◆ **Input**:
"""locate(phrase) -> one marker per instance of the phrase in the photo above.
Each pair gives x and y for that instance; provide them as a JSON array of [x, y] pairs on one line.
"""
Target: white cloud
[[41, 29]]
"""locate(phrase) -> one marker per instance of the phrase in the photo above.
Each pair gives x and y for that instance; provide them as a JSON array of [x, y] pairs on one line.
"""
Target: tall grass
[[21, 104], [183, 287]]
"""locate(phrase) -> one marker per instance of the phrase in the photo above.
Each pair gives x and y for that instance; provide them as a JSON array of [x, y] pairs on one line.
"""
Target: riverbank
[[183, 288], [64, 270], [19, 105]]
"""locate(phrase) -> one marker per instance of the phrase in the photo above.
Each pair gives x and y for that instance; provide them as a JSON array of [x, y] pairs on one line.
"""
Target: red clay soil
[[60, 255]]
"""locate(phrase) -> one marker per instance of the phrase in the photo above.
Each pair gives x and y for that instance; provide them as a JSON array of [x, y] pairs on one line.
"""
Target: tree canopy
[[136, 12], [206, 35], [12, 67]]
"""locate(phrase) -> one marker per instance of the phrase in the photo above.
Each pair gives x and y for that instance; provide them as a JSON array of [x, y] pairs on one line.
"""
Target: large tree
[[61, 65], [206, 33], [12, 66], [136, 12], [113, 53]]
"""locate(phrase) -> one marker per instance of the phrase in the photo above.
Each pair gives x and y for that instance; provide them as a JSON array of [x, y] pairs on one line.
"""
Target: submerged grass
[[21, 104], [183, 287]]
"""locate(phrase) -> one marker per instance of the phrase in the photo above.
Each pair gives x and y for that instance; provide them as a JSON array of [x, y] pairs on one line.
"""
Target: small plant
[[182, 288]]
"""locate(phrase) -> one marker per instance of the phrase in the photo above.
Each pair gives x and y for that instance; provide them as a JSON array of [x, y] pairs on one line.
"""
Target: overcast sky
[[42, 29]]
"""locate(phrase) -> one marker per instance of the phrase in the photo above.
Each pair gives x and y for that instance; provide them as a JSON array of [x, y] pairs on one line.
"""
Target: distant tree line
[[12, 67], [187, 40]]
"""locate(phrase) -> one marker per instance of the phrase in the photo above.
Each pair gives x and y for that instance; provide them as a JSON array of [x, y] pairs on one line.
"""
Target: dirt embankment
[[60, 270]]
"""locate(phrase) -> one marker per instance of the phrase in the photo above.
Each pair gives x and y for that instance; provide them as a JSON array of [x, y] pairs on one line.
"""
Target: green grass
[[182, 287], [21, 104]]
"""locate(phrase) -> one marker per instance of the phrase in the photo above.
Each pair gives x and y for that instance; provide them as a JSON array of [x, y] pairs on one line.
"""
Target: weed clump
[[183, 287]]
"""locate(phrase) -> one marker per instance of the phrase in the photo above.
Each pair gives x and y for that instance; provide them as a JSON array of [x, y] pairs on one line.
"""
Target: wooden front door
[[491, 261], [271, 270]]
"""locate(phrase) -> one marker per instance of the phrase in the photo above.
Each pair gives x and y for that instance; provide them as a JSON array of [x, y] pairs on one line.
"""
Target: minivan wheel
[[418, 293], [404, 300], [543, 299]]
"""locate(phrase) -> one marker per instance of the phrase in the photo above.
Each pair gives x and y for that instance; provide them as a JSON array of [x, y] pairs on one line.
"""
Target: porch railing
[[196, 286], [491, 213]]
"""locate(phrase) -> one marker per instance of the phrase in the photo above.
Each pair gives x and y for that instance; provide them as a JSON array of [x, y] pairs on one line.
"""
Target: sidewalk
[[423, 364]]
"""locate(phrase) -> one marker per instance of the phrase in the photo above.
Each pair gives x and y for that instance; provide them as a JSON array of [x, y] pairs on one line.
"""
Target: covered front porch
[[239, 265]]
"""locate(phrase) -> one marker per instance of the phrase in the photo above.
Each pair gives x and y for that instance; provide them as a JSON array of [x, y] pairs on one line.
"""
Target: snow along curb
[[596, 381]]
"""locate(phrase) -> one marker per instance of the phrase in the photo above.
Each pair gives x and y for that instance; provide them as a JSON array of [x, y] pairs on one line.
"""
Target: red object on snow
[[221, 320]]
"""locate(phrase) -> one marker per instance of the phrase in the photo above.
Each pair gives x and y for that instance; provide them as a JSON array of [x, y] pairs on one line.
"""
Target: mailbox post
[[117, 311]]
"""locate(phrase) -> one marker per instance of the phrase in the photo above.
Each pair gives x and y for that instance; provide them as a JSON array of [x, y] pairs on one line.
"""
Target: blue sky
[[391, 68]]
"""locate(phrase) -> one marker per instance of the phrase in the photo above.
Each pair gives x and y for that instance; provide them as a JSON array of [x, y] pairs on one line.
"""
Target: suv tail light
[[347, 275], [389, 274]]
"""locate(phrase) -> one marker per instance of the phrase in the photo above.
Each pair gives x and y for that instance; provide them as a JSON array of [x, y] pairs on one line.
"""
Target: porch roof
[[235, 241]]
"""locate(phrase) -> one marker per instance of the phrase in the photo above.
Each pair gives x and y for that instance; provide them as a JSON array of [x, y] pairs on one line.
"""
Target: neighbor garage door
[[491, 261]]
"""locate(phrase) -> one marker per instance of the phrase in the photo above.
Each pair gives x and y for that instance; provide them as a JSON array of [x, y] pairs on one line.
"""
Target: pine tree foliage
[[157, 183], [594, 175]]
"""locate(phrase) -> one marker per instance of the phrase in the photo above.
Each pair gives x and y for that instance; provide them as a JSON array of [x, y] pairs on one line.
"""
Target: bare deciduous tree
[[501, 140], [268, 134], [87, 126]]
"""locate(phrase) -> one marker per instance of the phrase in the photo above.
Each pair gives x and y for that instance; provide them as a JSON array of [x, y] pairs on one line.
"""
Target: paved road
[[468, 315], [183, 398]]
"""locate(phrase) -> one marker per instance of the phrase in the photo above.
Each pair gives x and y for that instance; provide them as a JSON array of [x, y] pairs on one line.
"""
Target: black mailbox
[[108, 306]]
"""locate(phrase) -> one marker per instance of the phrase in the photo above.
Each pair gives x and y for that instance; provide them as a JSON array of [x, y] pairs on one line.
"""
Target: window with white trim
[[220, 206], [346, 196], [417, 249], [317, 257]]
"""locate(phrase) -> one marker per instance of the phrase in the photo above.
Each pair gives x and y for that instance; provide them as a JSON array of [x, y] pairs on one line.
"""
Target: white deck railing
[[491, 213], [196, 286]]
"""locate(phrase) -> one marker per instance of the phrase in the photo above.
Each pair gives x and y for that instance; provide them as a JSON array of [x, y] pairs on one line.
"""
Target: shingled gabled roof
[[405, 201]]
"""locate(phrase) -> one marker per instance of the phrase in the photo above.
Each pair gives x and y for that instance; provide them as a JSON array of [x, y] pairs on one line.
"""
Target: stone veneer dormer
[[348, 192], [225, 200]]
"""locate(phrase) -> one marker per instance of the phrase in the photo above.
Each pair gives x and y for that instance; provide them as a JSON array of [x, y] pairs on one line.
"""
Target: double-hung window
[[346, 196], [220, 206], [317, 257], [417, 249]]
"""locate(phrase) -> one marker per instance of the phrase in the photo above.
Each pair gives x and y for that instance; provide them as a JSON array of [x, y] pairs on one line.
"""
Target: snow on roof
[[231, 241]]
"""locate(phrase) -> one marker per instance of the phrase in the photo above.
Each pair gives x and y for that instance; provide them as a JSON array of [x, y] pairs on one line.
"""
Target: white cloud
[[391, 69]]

◆ **Problem to solve**:
Give all the lines above again, swapping "marker" for "point" wherever it occurs and keeping everything else the same.

◆ **Exercise output**:
"""locate(phrase) -> one point per instance of the phrase in the photo above.
Each pair gives x and y for that instance; provide them as a JSON array of [x, y] pairs on one line.
"""
Target: white cloud
[[41, 29]]
"""locate(phrase) -> one point per instance of the phrase in the photo above.
Each pair gives x and y for that instance; provide them as a JSON array of [x, y] pairs on one line.
"""
Target: tall grass
[[21, 104], [183, 287]]
"""locate(phrase) -> one point per instance of the phrase in the photo above.
Each pair gives x and y for that instance; provide them as a JSON array of [x, y] pairs on one line.
"""
Target: riverbank
[[183, 288], [64, 270], [19, 105]]
"""locate(phrase) -> one point per instance of the phrase in the photo above.
Each pair gives x and y for that instance; provide them as a JSON array of [x, y] pairs on one line.
"""
Target: red clay soil
[[60, 255]]
"""locate(phrase) -> one point per instance of the phrase in the photo above.
Each pair gives x and y for that instance; provide them as a JSON array of [x, y] pairs on one line.
"""
Target: tree canopy
[[136, 12], [206, 35], [12, 67]]
"""locate(phrase) -> one point per instance of the phrase in the photo above.
Each pair gives x and y for that instance; provide them as a JSON array of [x, y] pairs on one line.
"""
Target: large tree
[[61, 65], [206, 33], [12, 66], [136, 12], [113, 53]]
"""locate(phrase) -> one point per instance of the phrase in the photo above.
Each pair gives x and y for that instance; provide them as a JSON array of [x, y] pairs on one line.
"""
Target: submerged grass
[[21, 104], [183, 287]]
"""locate(phrase) -> one point per instance of the phrase in the photo above.
Each pair gives x and y for that instance; provide them as a JSON array of [x, y] pairs on one line.
"""
Target: small plant
[[182, 288]]
"""locate(phrase) -> one point per instance of the phrase in the photo above.
Each pair gives x and y for that instance; provide them as a JSON array of [x, y] pairs on one line.
"""
Target: overcast sky
[[42, 29]]
"""locate(phrase) -> one point per instance of the phrase in the photo above.
Each pair gives x and y for that instance; provide them as a JSON array of [x, y] pairs on one line.
"""
Target: distant tree line
[[12, 67], [187, 40]]
"""locate(phrase) -> one point per instance of the phrase in the photo above.
Each pair gives x and y for that instance; provide them as a JSON array of [x, y] pairs on one line.
"""
Target: dirt embankment
[[60, 270]]
"""locate(phrase) -> one point per instance of the phrase in the photo above.
Each pair gives x and y for that instance; provide them as a JSON array of [x, y] pairs on one line.
"""
Target: green grass
[[182, 287], [21, 104]]
"""locate(phrase) -> one point per instance of the phrase in the photo above.
Each pair gives x and y for that instance; provide them as a JSON array of [x, y] pairs on one line.
"""
Target: weed clump
[[183, 287]]
"""locate(phrase) -> one point per instance of the phrase in the photo above.
Each pair gives x and y for that instance; provide them as a JSON array of [x, y] pairs on one line.
"""
Target: wooden front door
[[491, 261], [271, 270]]
"""locate(phrase) -> one point per instance of the phrase in the photo above.
Each pair gives x and y for that instance; provide them as a JSON array of [x, y] pairs on one line.
"""
Target: minivan wheel
[[418, 293], [404, 300], [543, 299]]
"""locate(phrase) -> one point per instance of the phrase in the photo above.
Each pair gives x and y for that instance; provide them as a JSON array of [x, y] pairs on one line.
"""
Target: porch railing
[[196, 286], [491, 213]]
"""locate(phrase) -> one point per instance of the phrase in the photo above.
Each pair gives x and y for that instance; provide them as a JSON array of [x, y] pairs on one line.
"""
Target: sidewalk
[[423, 364]]
"""locate(phrase) -> one point per instance of the phrase in the photo above.
Each pair gives x and y for that instance; provide them as a JSON array of [x, y] pairs on one line.
"""
Target: covered front porch
[[239, 265]]
"""locate(phrase) -> one point per instance of the phrase in the photo above.
Each pair gives x and y for that instance; provide them as a JSON array of [x, y] pairs on one line.
"""
Target: snow along curb
[[596, 381]]
"""locate(phrase) -> one point per instance of the phrase in the photo above.
Each pair gives x and y for that instance; provide them as a JSON array of [x, y] pairs on one line.
"""
Target: red object on snow
[[221, 320]]
"""locate(phrase) -> one point per instance of the phrase in the photo above.
Each pair gives x and y for that instance; provide them as a JSON array of [x, y] pairs on one line.
"""
Target: mailbox post
[[117, 311]]
"""locate(phrase) -> one point per instance of the phrase in the photo above.
Each pair gives x and y for that instance; provide them as a JSON array of [x, y] pairs on one line.
"""
Target: blue sky
[[391, 68]]
"""locate(phrase) -> one point per instance of the phrase in the photo above.
Each pair gives x and y for that instance; provide them as a JSON array of [x, y] pairs on one line.
"""
Target: suv tail light
[[347, 275], [389, 274]]
"""locate(phrase) -> one point per instance of the phrase in the photo above.
Each pair gives x and y for that instance; provide them as a JSON array of [x, y] pairs on one line.
"""
Target: porch roof
[[235, 241]]
"""locate(phrase) -> one point per instance of the phrase in the photo above.
Each pair gives x and y for that instance; provide them as a JSON array of [x, y] pairs on one line.
"""
Target: neighbor garage door
[[491, 261]]
"""locate(phrase) -> one point per instance of the phrase in the photo above.
Each pair gives x and y for that instance; provide them as a JSON array of [x, y] pairs on one line.
"""
Target: pine tree foliage
[[157, 183], [594, 175]]
"""locate(phrase) -> one point per instance of the phrase in the photo above.
Each pair gives x and y for that instance; provide them as a JSON array of [x, y] pairs on one line.
"""
Target: bare deciduous tree
[[501, 140], [268, 134], [87, 126]]
"""locate(phrase) -> one point per instance of the phrase in the photo above.
Each pair gives x and y for that instance; provide them as a JSON array of [x, y] pairs on one line.
"""
Target: paved road
[[468, 315], [183, 398]]
"""locate(phrase) -> one point per instance of the phrase in the photo above.
Each pair gives x and y for that instance; provide them as a JSON array of [x, y] pairs on one line.
"""
Target: black mailbox
[[108, 306]]
"""locate(phrase) -> one point per instance of the phrase in the photo above.
Each pair gives x and y for that instance; provide them as a JSON array of [x, y] pairs on one line.
"""
Target: window with white trim
[[220, 206], [346, 196], [417, 249], [317, 257]]
"""locate(phrase) -> one point per instance of the phrase in the photo above.
Each pair gives x and y for that instance; provide them as a JSON array of [x, y] pairs on one line.
"""
Target: white deck railing
[[491, 213], [196, 286]]
"""locate(phrase) -> one point per instance of the phrase in the photo above.
Each pair gives x and y for that instance; provide them as a JSON array of [x, y] pairs on one line.
"""
Target: shingled gabled roof
[[405, 201]]
"""locate(phrase) -> one point per instance of the phrase in the photo above.
Each pair gives x and y for that instance; provide them as a JSON array of [x, y] pairs on one line.
"""
Target: stone veneer dormer
[[348, 192], [225, 200]]
"""locate(phrase) -> one point per instance of the phrase in the photo above.
Each pair gives x and y for that instance; provide them as a JSON array of [x, y] pairs on one line.
"""
Target: double-hung window
[[346, 196], [220, 206], [317, 257], [417, 249]]
"""locate(phrase) -> one point per instance of the phrase in the photo above.
Each pair gives x and y for that instance; provide them as a JSON array of [x, y] pairs on one line.
"""
Target: snow on roof
[[231, 241]]
"""locate(phrase) -> one point per instance of the phrase in the photo above.
Each pair gives x and y for that instance; provide them as a JSON array of [x, y] pairs on one line.
"""
Target: white cloud
[[391, 69]]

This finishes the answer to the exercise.